» **Page excerpt**
-------------------------

Conversion Therapy Prohibition (Sexual Orientation and Gender Identity) Bill [HL] Debate
Full Debate: Read Full DebateLord Sandhurst
Main Page: Lord Sandhurst (Conservative - Excepted Hereditary)Department Debates - View all Lord Sandhurst's debates with the Cabinet Office
(10 months, 2 weeks ago)
Lords ChamberMy Lords, my concern is safety and well-being, living in a free and fair country. As it stands, this Bill will apply to acts which cause no injury or distress and even to acts to which the recipient has consented. It applies across the range of life and in the home. The Bill will criminalise expressions of personal conviction made without expressions of hatred or intolerance, improper purpose, coercion or abuse of power. That is a wide-ranging interference with fundamental rights.
To take an example, a 15 year-old teenage girl informs her gender-critical parents that she wishes to change gender. She repeatedly asks her parents to support her request for puberty blockers. They refuse and seek to persuade her otherwise. This could demonstrate their assumption that a particular gender identity is inherently preferable. It could demonstrate that they seek to change their child’s gender identity and that they seek to suppress expression of that gender identity. It would leave them vulnerable to prosecution. The Government’s 2021 conversion therapy consultation paper explained that
“our existing criminal law framework means no act of harmful physical violence done in the name of conversion therapy is legal in this country”.
Therefore, we do not need to legislate for physical coercion.
I turn, all too briefly I fear, to the interim report of Dr Hilary Cass. It is absolutely essential reading. It shows the dangerous waters in which this Bill swims. First, as she reminds us, sex is biological, determined by anatomy, while gender is a social construction. In the short time available, gender issues are my focus today. I will give some direct quotations.
Dr Cass writes:
“there is a lack of agreement … about the extent to which gender incongruence in childhood and adolescence can be an inherent and immutable phenomenon for which transition is the best option for the individual, or a more fluid and temporal response to a range of developmental, social, and psychological factors … staff have told us that they feel under pressure to adopt an unquestioning affirmative approach and”—
I emphasise this—
“that this is at odds with the standard process of clinical assessment and diagnosis that they have been trained to undertake in all other clinical encounters”.

-------------------------

» **Records supplied**
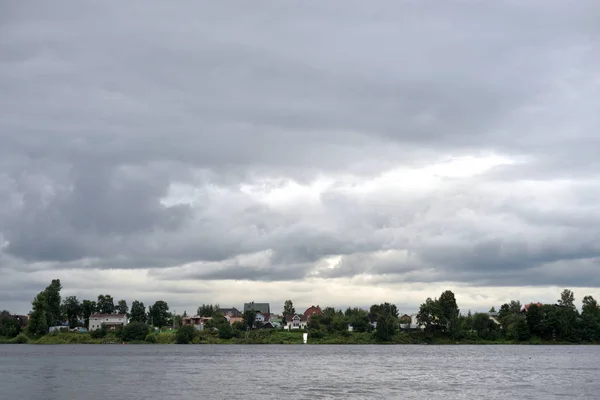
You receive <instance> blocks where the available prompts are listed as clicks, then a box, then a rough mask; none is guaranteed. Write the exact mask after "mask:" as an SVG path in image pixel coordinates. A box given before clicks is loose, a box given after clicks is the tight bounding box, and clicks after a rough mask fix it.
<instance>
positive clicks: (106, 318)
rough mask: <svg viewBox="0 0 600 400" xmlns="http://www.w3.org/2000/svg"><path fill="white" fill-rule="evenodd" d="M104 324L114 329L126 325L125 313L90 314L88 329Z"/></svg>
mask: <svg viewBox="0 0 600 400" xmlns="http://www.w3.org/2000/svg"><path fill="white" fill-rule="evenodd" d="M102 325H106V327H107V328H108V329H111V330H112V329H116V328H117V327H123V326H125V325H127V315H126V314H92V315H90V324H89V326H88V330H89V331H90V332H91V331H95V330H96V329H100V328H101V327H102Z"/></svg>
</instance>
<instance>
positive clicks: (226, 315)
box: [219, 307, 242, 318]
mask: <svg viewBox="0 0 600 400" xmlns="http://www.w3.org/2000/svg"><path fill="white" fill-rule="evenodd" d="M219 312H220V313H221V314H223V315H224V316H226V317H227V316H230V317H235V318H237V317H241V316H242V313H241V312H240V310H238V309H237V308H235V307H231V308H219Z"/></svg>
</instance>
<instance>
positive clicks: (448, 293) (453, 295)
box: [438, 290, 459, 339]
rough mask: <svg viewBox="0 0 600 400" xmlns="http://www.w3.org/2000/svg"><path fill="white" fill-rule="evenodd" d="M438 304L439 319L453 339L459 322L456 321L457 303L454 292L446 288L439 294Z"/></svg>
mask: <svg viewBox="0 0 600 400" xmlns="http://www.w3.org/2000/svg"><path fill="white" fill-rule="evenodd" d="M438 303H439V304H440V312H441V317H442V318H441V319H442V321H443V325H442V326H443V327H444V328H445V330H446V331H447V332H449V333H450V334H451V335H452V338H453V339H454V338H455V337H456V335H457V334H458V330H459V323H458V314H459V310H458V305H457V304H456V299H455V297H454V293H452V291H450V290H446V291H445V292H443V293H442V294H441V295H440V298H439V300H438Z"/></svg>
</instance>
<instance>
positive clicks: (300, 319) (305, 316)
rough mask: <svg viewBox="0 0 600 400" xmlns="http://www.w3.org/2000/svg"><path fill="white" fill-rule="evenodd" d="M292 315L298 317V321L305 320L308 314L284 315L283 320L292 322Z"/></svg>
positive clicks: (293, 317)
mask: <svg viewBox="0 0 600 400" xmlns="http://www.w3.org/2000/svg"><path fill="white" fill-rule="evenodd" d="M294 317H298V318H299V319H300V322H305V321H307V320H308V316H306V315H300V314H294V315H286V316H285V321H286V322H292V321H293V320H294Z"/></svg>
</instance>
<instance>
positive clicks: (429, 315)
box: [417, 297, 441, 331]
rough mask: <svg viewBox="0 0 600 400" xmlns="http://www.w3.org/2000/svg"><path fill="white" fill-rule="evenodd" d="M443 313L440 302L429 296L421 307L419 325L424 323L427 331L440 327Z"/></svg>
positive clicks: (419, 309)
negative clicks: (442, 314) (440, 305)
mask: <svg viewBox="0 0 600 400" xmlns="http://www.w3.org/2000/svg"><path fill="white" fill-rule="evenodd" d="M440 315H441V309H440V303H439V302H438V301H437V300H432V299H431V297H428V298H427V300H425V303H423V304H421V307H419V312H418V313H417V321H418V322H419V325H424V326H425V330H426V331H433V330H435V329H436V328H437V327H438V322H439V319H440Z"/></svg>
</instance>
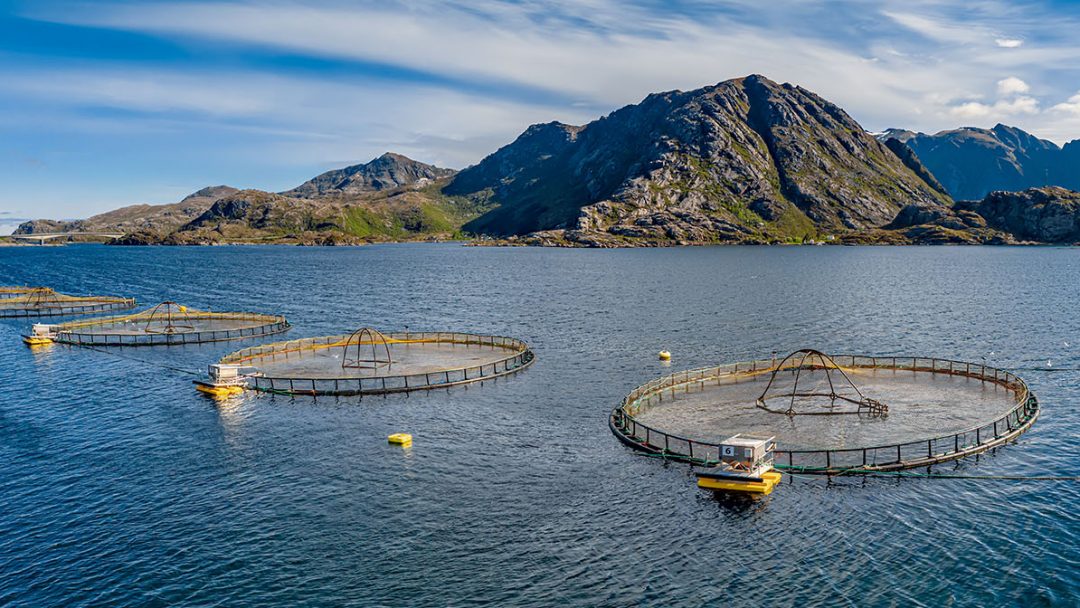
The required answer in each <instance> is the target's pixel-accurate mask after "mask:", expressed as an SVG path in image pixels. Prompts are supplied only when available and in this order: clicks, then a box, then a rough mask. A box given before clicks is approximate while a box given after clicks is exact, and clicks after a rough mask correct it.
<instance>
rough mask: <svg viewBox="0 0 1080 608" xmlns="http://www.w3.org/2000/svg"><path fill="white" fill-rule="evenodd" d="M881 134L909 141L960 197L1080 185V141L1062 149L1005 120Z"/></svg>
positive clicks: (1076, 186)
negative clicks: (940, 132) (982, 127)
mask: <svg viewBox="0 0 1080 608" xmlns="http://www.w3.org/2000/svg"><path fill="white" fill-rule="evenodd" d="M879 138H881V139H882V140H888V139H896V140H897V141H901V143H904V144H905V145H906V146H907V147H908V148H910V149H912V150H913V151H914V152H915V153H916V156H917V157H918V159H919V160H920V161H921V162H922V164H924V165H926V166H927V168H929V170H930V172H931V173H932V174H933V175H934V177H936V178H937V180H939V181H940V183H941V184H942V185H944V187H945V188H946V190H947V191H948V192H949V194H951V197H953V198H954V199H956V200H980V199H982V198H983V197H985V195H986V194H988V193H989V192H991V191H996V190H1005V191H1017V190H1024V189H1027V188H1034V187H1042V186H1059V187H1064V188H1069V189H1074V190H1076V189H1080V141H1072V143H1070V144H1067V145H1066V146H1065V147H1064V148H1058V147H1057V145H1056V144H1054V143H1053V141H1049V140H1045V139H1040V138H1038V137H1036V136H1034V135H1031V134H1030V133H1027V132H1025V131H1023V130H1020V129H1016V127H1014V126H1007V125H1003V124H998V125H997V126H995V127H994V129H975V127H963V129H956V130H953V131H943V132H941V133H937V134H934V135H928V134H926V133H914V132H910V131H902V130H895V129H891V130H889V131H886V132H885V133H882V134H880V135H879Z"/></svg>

-------------------------

» **Directions for this task**
Edit the speech text between "Therefore, we do" and "some direct quotations.", inclusive, so that "dangerous waters" becomes "troubled waters", and give that stretch again.

» **Answer area**
Therefore, we do not need to legislate for physical coercion.
I turn, all too briefly I fear, to the interim report of Dr Hilary Cass. It is absolutely essential reading. It shows the troubled waters in which this Bill swims. First, as she reminds us, sex is biological, determined by anatomy, while gender is a social construction. In the short time available, gender issues are my focus today. I will give some direct quotations.